→ **The tasks**
• 1. In the forum post about the stove blower, what oil has the writer been putting into the fan motor's tubes?
• 2. Copy the stove blower forum post from "My fan motor" to "in 30+ years.".

→ **Quoted passage**
******
Don't know if your blower is same as mine, but, for mine, on the air intake side opening, I hang (or attach) a regular furnace filter.  I actually buy a 14"x20"x1" and cut it in half (14"x10") to get two filters from one.  I use either MERV 7 or 8.  The suction of the fan actually will hold the filter to the housing, but I kind of hang mine on the protective screen that's on there.

Up until about a week ago we had a pet cat (Big Boy) but he also is no longer with us.  (He was 15 yrs old).  I was amazed at the cat hair that would accumulate and also my stove is in my wood shop area so sawdust dust is being caught by that filter.  Been replacing it about every 10 days.  But now with cat gone, it might last longer. 

My fan motor has 2 tubes, one leading to the front bearing and one leading to rear bearing.  Every so often I'll add a few drops into these tubes.  Hopefully it's getting to the bearings.  I think you have to be careful on the weight of the oil you use.  I saw the other day there is a regular dedicated fan oil available.  I've been using 20 W motor oil (recommended by stove mfg.)  Had bearings replaced once in 30+ years.
I have a couple extra motors I picked up over the years, sitting on the shelf, just in case.


----------



## tickbitty (Jan 25, 2014)
******
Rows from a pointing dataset
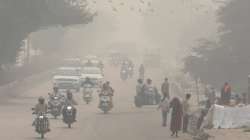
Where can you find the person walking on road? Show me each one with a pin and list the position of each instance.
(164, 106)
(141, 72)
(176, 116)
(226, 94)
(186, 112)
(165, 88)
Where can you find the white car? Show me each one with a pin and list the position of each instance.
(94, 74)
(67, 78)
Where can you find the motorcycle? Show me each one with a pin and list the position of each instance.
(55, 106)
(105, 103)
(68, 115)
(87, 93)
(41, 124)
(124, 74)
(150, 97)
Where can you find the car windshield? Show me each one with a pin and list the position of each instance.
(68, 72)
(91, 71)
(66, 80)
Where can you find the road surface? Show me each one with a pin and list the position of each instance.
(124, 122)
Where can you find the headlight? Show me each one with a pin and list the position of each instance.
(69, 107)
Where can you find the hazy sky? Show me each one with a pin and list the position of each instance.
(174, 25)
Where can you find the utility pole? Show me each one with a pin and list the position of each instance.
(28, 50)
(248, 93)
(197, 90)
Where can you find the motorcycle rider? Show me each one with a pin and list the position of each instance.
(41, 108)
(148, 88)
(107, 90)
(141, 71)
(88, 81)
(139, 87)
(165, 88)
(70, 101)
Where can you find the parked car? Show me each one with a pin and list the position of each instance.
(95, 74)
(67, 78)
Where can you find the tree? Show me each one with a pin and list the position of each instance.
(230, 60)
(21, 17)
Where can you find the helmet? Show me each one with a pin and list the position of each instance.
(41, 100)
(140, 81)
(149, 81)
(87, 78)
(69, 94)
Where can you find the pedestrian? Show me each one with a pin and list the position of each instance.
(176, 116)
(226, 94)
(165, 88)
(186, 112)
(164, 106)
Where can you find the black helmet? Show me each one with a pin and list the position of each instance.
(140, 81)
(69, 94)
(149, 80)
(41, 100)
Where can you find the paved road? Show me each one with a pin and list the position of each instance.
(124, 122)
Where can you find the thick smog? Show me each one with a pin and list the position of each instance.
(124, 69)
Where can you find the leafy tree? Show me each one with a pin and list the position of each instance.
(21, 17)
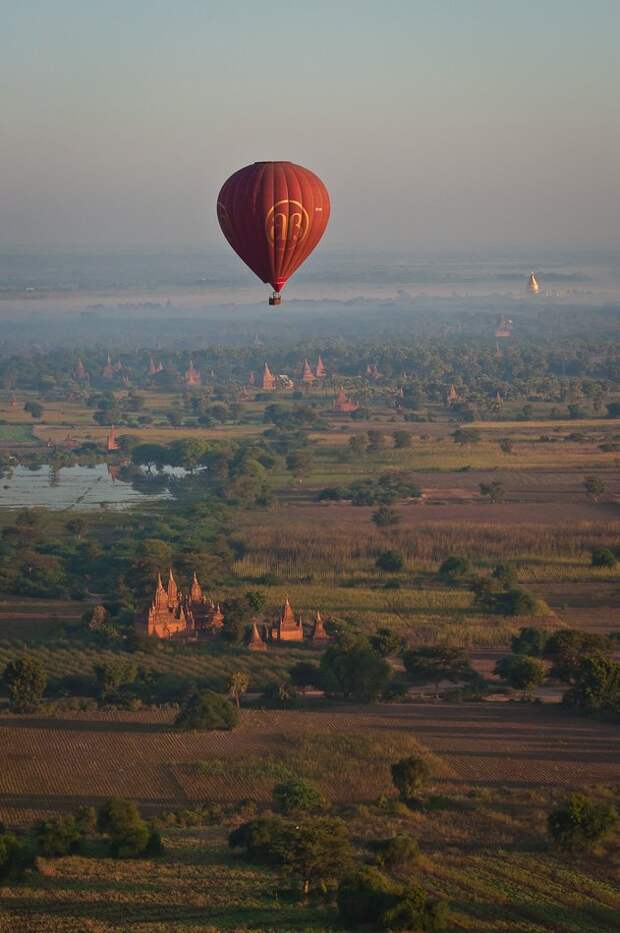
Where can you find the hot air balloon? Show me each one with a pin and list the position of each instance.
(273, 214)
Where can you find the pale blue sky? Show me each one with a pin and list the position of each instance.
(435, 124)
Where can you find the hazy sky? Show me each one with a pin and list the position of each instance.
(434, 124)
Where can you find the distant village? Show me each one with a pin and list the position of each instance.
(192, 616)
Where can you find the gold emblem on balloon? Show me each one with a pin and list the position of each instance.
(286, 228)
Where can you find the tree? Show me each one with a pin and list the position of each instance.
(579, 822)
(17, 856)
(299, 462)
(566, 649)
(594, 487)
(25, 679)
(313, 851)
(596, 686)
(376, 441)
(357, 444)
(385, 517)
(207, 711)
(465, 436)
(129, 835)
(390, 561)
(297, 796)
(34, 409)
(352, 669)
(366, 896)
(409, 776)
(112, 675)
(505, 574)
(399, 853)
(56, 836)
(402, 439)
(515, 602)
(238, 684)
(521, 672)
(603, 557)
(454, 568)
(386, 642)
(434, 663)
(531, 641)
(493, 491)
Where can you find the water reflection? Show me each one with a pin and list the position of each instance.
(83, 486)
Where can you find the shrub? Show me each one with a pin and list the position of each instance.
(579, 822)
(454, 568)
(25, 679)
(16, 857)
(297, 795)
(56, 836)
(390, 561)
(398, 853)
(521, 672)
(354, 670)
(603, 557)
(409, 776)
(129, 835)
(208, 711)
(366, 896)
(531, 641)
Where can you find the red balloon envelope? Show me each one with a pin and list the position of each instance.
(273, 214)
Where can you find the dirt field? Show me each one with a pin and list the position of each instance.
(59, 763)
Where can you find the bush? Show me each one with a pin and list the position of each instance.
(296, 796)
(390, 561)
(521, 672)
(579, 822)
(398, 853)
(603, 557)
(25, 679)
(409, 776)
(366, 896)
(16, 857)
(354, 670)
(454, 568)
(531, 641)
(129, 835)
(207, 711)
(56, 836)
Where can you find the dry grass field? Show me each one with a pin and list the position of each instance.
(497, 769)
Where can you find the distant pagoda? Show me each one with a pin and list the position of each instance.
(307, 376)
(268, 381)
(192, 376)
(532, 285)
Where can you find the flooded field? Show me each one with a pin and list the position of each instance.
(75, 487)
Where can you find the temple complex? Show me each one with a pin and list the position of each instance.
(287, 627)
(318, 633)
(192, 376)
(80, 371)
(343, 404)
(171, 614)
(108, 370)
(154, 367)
******
→ **Answers to the exercises**
• 1. 20 W motor oil, as recommended by the stove manufacturer.

• 2.
My fan motor has 2 tubes, one leading to the front bearing and one leading to rear bearing.  Every so often I'll add a few drops into these tubes.  Hopefully it's getting to the bearings.  I think you have to be careful on the weight of the oil you use.  I saw the other day there is a regular dedicated fan oil available.  I've been using 20 W motor oil (recommended by stove mfg.)  Had bearings replaced once in 30+ years.